* [What you are asked to do]: Please tally how many lines in the entries below include the word "every", giving only the number.

* [Supplied records]:
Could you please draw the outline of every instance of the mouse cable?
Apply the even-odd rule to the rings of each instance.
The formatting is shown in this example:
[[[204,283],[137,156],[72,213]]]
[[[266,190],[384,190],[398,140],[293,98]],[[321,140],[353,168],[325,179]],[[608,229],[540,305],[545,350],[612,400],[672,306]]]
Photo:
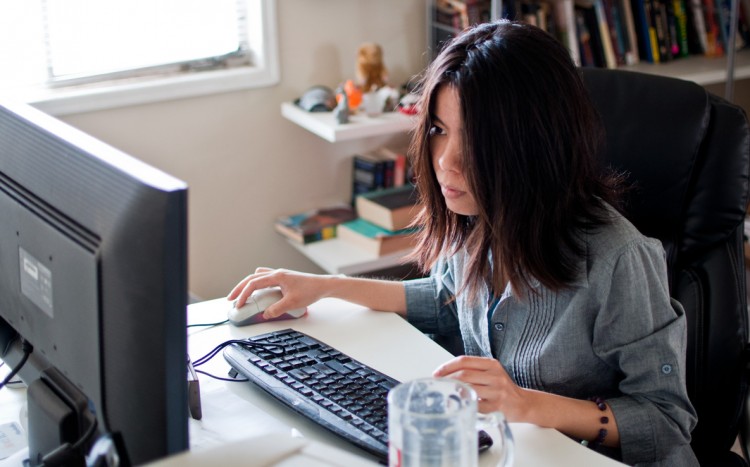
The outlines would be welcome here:
[[[229,320],[225,319],[224,321],[219,321],[218,323],[196,323],[196,324],[188,324],[187,327],[189,327],[189,328],[197,328],[197,327],[221,326],[222,324],[226,324],[228,322],[229,322]]]
[[[280,344],[270,344],[270,343],[265,343],[265,342],[252,342],[252,341],[248,341],[244,339],[232,339],[232,340],[222,342],[221,344],[214,347],[214,349],[208,352],[206,355],[202,356],[201,358],[197,360],[194,360],[193,367],[199,367],[203,365],[207,361],[214,358],[217,353],[221,352],[221,350],[224,349],[224,347],[230,346],[232,344],[237,344],[242,347],[260,347],[260,348],[267,349],[273,353],[280,353],[280,354],[284,353],[284,346]],[[271,347],[275,347],[276,349],[280,348],[281,351],[279,352],[279,350],[276,350],[276,351],[270,350]]]
[[[21,343],[21,349],[23,349],[23,357],[21,357],[21,360],[18,362],[18,365],[16,365],[15,368],[13,368],[10,373],[0,381],[0,389],[4,388],[6,384],[8,384],[14,376],[18,374],[19,371],[21,371],[21,368],[26,364],[26,360],[29,359],[29,355],[31,355],[31,352],[34,351],[34,347],[31,346],[29,341],[24,340]]]

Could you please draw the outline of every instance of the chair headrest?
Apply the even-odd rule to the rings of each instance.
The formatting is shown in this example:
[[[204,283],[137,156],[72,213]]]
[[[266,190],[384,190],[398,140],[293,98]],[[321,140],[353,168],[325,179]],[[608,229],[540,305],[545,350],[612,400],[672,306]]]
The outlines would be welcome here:
[[[631,222],[668,250],[726,238],[747,206],[744,111],[674,78],[586,68],[583,79],[607,132],[603,163],[637,180]]]

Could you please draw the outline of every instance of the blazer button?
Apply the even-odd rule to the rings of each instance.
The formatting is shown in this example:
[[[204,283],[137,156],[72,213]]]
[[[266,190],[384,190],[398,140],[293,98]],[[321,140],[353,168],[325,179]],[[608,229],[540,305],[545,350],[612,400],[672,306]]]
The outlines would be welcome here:
[[[503,323],[495,323],[495,330],[502,331],[505,329],[505,325]]]
[[[672,365],[670,365],[669,363],[665,363],[661,366],[661,372],[665,375],[672,373]]]

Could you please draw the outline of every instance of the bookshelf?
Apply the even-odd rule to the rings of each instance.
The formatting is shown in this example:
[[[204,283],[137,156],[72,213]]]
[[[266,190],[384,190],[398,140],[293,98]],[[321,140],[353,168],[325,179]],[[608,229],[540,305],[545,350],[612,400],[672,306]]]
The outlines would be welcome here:
[[[440,51],[441,44],[469,24],[500,18],[501,6],[501,0],[430,0],[427,2],[427,44],[431,57],[435,58]]]
[[[438,6],[439,5],[451,5],[451,4],[477,4],[481,5],[489,4],[490,19],[501,18],[507,14],[505,11],[509,1],[516,0],[430,0],[427,2],[427,43],[434,54],[439,48],[440,43],[446,39],[452,37],[459,32],[460,28],[452,27],[445,24],[445,19],[438,18]],[[568,10],[572,12],[574,0],[550,0],[548,3],[554,5],[556,8],[556,14],[560,11]],[[482,8],[487,8],[482,6]],[[517,18],[519,19],[519,18]],[[575,29],[575,25],[572,23],[568,24],[569,29]],[[568,35],[565,41],[566,47],[571,50],[571,55],[577,63],[580,63],[578,54],[578,42],[573,34]],[[735,69],[734,79],[748,79],[750,78],[750,50],[743,49],[737,51],[735,57]],[[637,71],[641,73],[649,73],[660,76],[667,76],[673,78],[684,79],[693,81],[699,85],[715,85],[722,84],[727,80],[727,57],[706,57],[701,55],[691,55],[688,57],[678,58],[670,60],[664,63],[648,63],[641,61],[635,65],[624,65],[620,66],[621,69]]]
[[[710,58],[694,55],[667,63],[638,63],[622,67],[622,69],[680,78],[707,86],[726,81],[726,66],[726,57]],[[750,78],[750,50],[737,51],[734,66],[735,80]]]
[[[384,112],[376,117],[355,114],[350,116],[349,123],[340,124],[333,112],[307,112],[292,102],[281,104],[281,115],[331,143],[406,133],[414,125],[412,117],[400,112]],[[337,238],[306,245],[292,240],[288,242],[329,274],[368,275],[382,271],[397,271],[394,275],[400,276],[400,272],[410,269],[403,261],[409,253],[408,250],[375,256],[357,245]]]

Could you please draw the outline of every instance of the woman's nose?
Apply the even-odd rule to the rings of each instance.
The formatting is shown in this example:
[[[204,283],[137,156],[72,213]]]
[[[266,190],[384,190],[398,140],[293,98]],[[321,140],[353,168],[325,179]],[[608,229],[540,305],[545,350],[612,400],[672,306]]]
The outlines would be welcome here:
[[[454,138],[446,138],[438,153],[438,165],[442,170],[458,171],[461,166],[460,143]]]

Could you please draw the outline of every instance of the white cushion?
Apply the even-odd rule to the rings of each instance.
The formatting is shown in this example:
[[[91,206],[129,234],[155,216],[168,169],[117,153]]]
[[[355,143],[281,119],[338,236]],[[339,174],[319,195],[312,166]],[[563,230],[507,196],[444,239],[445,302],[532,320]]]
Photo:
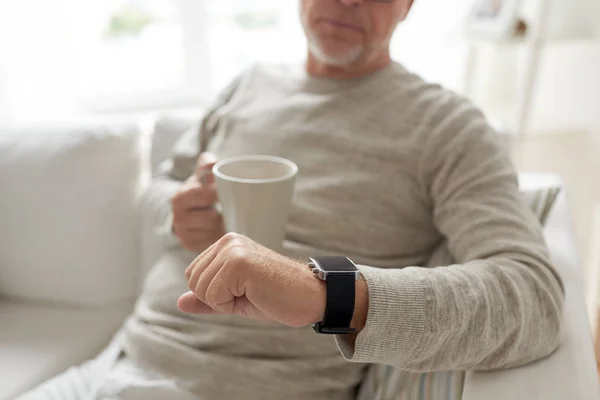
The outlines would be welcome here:
[[[172,155],[177,140],[188,129],[200,129],[202,122],[201,110],[194,110],[184,115],[165,115],[160,117],[152,132],[152,150],[150,167],[152,172],[158,171],[159,165]]]
[[[129,312],[131,304],[83,310],[0,302],[0,400],[94,357]]]
[[[0,295],[135,296],[143,140],[129,125],[0,132]]]

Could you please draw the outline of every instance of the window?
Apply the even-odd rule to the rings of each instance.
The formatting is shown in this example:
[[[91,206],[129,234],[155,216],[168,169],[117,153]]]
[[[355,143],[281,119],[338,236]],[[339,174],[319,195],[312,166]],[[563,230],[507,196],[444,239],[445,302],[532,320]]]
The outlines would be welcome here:
[[[305,57],[298,1],[0,0],[0,119],[206,103],[255,61]],[[394,58],[452,84],[470,1],[416,1]]]
[[[207,2],[210,71],[222,87],[256,61],[293,62],[305,56],[297,1]]]
[[[67,1],[74,87],[88,108],[155,106],[192,96],[176,1]]]
[[[417,0],[391,44],[392,58],[428,81],[459,90],[466,56],[462,40],[472,0]]]
[[[293,2],[65,1],[76,93],[92,109],[206,100],[256,60],[303,56]]]

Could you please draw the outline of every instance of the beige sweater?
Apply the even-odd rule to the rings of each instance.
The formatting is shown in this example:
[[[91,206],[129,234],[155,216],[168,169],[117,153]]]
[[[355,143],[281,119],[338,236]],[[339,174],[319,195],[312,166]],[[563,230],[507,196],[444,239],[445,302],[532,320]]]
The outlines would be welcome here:
[[[540,226],[495,133],[460,97],[398,64],[346,81],[252,68],[164,165],[153,187],[164,221],[203,150],[296,162],[285,253],[364,265],[369,314],[355,349],[310,328],[184,315],[175,302],[194,254],[167,238],[125,349],[201,398],[347,399],[364,363],[489,370],[557,347],[563,291]],[[428,268],[443,241],[457,264]]]

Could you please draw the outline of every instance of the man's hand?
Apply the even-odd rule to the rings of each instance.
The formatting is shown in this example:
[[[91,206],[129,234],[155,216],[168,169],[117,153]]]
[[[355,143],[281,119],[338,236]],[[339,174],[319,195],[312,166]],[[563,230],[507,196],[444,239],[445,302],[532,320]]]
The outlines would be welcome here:
[[[187,250],[200,253],[225,234],[223,218],[215,209],[217,189],[212,153],[203,153],[192,175],[171,199],[173,232]]]
[[[229,233],[202,253],[185,271],[191,292],[179,309],[195,314],[237,314],[294,328],[323,320],[325,282],[307,264],[290,260],[245,236]],[[351,327],[360,332],[368,313],[364,280],[356,282]],[[356,335],[348,335],[351,345]]]
[[[325,283],[306,264],[290,260],[245,236],[229,233],[185,271],[183,312],[237,314],[304,327],[323,319]]]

* [Exercise solution]: 9